→ **Примените прочитанное**
a) Перепишите дословно отрывок из текста о культуре кочевников, начиная со слов «Таково дополнительное доказательство» и вплоть до слов «в культуре земледельцев.».
b) Согласно тексту о культуре кочевников, почему характеристика воинственности относится ко всем кочевым народам, живущим скотоводческим хозяйством? Ответьте в одном–трех предложениях.

→ **Текст для чтения**
————

Историко-лингвистический анализ показывает, по заключению Е. Е. Кузьминой, что у
индоиранских скотоводов «эпитет многих богов — «Дарующий богатство скотом», а имя
верховного бога Ахура Мазда означает: «Тот, кто создал для нас скот»».
Таково дополнительное доказательство того, что происхождение духовных ценностей и их
иерархические соотношения вырастают из практического бытия людей, в конечном счете —
из характера их производственной деятельности. Именно поэтому обожествление животного
было в культуре скотоводов-воинов-кочевников столь же закономерно, как поклонение солнцу
— как мы вскоре увидим — в культуре земледельцев.
Особая роль коня в культуре кочевников связана, несомненно, с местом в их жизни
воинских набегов. Исследователь жизни скифов А. П. Смирнов, приведя слова историка
средневековой Руси В. В. Мавродина: «Под звон мечей и пение стрел вступили славяне на
арену мировой истории», — заметил: «Пожалуй, для скифов такая характеристика была бы еще
более справедливой». И это относится ко всем кочевым народам, живущим скотоводческим
хозяйством, ибо агрессивность — не врожденное качество тех или иных племен, но
формируемое образом жизни и, следовательно, культурное качество этих народов.
По-видимому, постепенный перевес военной ориентации над мирным скотоводством и
одновременно развитие торговли и ремесел привели к тому, что в Скифском царстве
появляются неизвестные прежнему кочевому быту города — последняя столица царства
Неаполь Скифский в Крыму; но его не зря историки называют «полугреческим,
полуварварским городом» — он был создан под прямым влиянием эллинской культуры и
оказался одним из первых в истории примеров кризиса кочевого образа бытия и перехода
номад к оседлому существованию. Но до тех пор, пока эта культура сохраняла свой исконный
характер, она культивировала агрессивность как доблесть подлинного скифа, каким он был
представлен в искусстве и вошел в память истории. Вот как описывал типичного скифа
Геродот: каждый скиф — конный стрелок. Чем больше он убьет врагов, тем больший ему
почет. На годичном войсковом собрании нома такой почитаемый воин получал из общего
пиршественного сосуда чашу вина. Из черепов убитых врагов он делает чаши. Скальпами
убитых врагов он увешивает узду коня и употребляет их как полотенца для вытирания рук.
Кожей врага он покрывал своего коня...
Фрейдистская психология считает агрессивность врожденным качеством человека,
действию которого общество ставит нравственную преграду, далеко не всегда эффективную,
но всегда своим противоборством с инстинктом порождающую стрессы, душевные конфликты,
психические заболевания. К. Лоренц, классик современной этологии, в прекрасной книге,
посвященной природным корням и социальным детерминантам агрессивности человека,
остроумно представил восприятие неким наблюдателем-инопланетянином того, что
происходит на нашей планете: «..с человеческим обществом дело обстоит почти так же, как с
обществом крыс, которые так же социальны и миролюбивы внутри замкнутого клана, но сущие
дьяволы по отношению к
сородичу, не принадлежащему к их собственной партии»; самого же К. Лоренца анализ
приводит к выводу, что «..от рождения человек вовсе не так уж плох, он только недостаточно
хорош для требований жизни в современном обществе».

————

→ **Фрагменты списка**
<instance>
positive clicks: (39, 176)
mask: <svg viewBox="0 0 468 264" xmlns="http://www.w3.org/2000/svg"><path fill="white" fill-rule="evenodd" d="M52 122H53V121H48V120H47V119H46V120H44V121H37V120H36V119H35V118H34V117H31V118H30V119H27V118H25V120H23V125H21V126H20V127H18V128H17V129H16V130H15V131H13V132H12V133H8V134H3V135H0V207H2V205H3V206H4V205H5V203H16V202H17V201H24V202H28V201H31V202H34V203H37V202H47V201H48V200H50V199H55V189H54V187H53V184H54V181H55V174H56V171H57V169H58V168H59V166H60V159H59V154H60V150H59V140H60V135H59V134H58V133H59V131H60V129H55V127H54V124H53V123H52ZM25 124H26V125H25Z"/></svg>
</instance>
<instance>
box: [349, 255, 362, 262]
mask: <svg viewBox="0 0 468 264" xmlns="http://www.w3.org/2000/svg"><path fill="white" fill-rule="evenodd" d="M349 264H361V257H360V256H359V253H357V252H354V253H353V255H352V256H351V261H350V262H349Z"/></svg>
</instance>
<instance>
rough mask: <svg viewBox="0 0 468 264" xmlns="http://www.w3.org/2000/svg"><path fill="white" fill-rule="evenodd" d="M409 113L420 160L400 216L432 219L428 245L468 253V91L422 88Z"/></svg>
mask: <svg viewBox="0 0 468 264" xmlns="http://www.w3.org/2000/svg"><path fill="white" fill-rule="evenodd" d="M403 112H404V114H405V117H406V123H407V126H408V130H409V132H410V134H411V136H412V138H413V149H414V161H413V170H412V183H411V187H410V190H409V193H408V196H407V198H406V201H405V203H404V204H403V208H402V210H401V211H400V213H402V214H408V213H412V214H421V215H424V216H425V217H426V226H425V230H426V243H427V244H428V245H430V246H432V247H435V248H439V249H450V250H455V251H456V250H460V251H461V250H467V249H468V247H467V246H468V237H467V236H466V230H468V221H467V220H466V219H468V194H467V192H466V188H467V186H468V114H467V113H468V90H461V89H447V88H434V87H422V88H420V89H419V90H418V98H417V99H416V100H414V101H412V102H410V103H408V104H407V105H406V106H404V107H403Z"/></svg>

————

→ **Результаты заданий**
a)
Таково дополнительное доказательство того, что происхождение духовных ценностей и их
иерархические соотношения вырастают из практического бытия людей, в конечном счете —
из характера их производственной деятельности. Именно поэтому обожествление животного
было в культуре скотоводов-воинов-кочевников столь же закономерно, как поклонение солнцу
— как мы вскоре увидим — в культуре земледельцев.

b) По тексту, агрессивность не врожденное качество тех или иных племен. Ее формирует образ жизни, и значит, это культурное качество. Поэтому воинственность свойственна всем кочевым скотоводческим народам, а не только скифам.